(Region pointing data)
'''

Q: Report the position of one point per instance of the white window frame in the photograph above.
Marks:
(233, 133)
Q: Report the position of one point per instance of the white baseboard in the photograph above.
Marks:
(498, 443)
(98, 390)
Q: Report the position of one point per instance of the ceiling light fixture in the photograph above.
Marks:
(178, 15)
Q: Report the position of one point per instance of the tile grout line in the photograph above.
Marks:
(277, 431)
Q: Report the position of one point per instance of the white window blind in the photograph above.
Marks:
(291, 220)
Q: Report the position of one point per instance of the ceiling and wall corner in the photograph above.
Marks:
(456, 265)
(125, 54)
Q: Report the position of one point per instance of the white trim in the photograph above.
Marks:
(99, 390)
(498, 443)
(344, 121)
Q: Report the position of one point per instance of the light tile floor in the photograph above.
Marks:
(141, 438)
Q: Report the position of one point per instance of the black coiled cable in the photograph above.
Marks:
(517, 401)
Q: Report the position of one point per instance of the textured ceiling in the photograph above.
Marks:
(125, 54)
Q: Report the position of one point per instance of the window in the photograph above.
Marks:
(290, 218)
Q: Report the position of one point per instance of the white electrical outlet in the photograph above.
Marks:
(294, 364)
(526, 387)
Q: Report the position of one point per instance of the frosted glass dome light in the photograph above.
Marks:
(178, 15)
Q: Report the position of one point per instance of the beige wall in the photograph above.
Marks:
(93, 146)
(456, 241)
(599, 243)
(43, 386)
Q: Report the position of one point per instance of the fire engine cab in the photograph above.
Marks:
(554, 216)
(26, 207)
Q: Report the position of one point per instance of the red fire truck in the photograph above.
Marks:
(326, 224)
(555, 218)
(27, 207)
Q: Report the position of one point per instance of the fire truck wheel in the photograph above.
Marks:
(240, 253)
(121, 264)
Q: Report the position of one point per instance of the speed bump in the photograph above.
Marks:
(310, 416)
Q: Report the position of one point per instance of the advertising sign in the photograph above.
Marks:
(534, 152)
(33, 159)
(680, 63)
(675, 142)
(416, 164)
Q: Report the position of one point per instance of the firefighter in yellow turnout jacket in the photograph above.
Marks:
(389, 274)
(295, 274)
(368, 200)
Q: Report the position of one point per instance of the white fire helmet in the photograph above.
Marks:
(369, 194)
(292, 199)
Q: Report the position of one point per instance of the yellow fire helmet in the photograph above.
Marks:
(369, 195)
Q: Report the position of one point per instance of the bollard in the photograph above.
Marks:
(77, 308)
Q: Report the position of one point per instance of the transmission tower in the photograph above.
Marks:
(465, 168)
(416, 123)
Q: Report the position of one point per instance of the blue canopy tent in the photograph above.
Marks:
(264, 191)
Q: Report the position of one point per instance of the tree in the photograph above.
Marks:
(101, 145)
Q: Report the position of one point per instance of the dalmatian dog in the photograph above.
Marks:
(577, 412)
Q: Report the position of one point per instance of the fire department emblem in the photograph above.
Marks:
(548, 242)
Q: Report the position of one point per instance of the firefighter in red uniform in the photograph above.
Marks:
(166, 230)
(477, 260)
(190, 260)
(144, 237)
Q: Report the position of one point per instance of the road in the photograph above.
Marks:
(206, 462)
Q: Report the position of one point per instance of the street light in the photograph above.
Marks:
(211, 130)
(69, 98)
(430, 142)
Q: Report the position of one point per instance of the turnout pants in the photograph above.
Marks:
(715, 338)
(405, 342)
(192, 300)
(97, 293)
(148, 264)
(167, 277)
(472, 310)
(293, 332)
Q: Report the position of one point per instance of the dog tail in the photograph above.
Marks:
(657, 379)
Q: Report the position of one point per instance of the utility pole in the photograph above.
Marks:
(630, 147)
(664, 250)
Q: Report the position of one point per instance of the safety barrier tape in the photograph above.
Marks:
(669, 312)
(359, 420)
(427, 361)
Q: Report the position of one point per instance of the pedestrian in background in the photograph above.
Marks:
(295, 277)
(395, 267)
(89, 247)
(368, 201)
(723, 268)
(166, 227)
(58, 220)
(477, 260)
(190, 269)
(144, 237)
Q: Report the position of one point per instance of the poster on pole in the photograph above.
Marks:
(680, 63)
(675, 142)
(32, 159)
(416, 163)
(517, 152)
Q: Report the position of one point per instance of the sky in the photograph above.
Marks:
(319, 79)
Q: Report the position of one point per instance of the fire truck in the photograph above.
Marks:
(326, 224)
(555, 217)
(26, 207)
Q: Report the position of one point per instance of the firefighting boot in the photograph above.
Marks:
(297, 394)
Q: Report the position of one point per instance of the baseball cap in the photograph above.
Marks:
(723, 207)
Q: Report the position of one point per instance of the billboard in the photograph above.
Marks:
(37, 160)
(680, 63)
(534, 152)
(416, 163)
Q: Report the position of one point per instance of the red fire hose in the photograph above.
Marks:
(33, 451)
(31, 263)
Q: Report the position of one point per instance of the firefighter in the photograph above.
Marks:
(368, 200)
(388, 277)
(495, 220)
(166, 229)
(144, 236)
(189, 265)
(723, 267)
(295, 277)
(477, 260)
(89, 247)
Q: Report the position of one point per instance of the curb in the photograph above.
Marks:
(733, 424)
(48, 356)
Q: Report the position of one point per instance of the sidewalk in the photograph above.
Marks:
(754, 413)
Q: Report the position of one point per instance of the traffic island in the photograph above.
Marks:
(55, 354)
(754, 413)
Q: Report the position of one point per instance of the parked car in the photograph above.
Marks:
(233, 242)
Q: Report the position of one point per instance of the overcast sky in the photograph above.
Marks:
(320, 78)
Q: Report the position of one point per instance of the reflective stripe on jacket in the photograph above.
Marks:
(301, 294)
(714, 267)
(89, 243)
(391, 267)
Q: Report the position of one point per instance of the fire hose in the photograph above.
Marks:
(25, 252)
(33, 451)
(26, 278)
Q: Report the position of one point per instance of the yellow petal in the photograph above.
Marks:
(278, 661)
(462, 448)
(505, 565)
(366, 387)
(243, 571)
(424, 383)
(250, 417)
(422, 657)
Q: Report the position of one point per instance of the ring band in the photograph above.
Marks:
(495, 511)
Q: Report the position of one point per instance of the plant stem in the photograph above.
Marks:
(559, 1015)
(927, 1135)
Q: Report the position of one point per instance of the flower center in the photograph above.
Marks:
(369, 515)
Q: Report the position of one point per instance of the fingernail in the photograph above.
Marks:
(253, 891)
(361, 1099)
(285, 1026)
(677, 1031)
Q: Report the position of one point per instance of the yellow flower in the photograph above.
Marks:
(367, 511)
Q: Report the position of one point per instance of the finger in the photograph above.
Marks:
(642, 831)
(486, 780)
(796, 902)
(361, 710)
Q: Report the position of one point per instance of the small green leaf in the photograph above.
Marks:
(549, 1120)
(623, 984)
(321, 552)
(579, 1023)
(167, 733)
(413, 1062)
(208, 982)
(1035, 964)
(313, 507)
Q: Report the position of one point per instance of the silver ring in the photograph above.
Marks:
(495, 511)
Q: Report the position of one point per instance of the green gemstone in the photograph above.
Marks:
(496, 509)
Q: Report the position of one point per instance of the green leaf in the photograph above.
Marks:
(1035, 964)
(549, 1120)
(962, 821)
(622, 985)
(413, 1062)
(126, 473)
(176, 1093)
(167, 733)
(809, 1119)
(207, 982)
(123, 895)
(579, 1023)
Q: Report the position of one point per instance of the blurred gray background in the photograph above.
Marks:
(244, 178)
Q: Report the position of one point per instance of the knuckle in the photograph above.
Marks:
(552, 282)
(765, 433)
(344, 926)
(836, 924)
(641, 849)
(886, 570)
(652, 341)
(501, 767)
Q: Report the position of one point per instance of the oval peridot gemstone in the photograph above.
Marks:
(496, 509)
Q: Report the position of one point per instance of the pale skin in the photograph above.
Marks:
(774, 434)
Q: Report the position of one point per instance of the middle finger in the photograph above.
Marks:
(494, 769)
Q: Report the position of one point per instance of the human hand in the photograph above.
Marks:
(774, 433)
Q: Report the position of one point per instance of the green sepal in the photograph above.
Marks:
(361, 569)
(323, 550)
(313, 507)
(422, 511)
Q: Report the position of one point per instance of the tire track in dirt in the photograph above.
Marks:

'''

Retype, exactly and in full, the lines above from the one containing "street light in the photograph above." through the one containing "pants in the photograph above.".

Q: Report the position of one point per instance of the street light in the photograph above.
Marks:
(211, 130)
(69, 98)
(430, 142)
Q: Report the position of one point per instance of the turnout pants in the photograph above.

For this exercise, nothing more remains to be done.